-- start SUPPLIED ENTRIES --
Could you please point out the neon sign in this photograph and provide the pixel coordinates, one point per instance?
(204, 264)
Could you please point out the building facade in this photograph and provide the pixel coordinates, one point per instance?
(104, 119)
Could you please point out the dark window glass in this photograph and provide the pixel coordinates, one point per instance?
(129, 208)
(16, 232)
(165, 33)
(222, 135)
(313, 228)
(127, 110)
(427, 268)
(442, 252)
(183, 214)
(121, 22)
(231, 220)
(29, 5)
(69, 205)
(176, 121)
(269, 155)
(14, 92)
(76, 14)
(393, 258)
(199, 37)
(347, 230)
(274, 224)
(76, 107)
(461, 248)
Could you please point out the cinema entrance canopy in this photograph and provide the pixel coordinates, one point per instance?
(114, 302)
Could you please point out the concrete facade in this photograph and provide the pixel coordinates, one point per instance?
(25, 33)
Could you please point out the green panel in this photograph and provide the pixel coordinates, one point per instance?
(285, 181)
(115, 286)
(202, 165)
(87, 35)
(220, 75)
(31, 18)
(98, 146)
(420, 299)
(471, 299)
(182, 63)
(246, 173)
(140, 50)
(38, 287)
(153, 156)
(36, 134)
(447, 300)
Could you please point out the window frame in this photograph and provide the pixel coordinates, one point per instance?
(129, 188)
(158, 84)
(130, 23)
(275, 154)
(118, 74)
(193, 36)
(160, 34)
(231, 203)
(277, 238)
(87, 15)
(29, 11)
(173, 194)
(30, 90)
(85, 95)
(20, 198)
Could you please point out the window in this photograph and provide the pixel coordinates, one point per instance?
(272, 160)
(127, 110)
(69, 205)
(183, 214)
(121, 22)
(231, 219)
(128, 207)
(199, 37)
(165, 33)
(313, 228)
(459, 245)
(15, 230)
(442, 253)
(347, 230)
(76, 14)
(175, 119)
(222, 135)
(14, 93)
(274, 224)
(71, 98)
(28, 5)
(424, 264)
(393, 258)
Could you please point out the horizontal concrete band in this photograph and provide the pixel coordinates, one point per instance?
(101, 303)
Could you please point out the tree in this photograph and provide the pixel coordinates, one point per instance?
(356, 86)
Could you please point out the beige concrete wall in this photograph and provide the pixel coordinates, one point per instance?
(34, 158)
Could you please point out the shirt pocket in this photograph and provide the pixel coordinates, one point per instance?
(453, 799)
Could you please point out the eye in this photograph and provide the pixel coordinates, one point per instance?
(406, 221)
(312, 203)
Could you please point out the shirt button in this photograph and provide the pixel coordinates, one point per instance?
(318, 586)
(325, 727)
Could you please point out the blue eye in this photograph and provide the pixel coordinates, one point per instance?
-- end SUPPLIED ENTRIES --
### [THE TASK]
Copy out the data from the line containing "Could you please point out the tree" through the last line of the data, including both ends, without changing anything.

### [RESPONSE BELOW]
Could you please point out the tree in this photograph and provide the pixel coordinates, one point per instance?
(356, 86)
Could you please point out the beige concrete wall in this photograph and provide the pixel coordinates, one point per instance?
(34, 158)
Could you please point out the shirt pocket in this photograph and provide the pixel coordinates, one point per instance?
(453, 799)
Could you please point out the eye in this photograph and provide the pixel coordinates, one point per instance?
(406, 221)
(312, 203)
Could you please point out the shirt button in this photograph and provide the pixel coordinates, one point per instance?
(318, 586)
(325, 727)
Could you please point out the blue eye in this photograph and provide the pixel coordinates, one point per instance?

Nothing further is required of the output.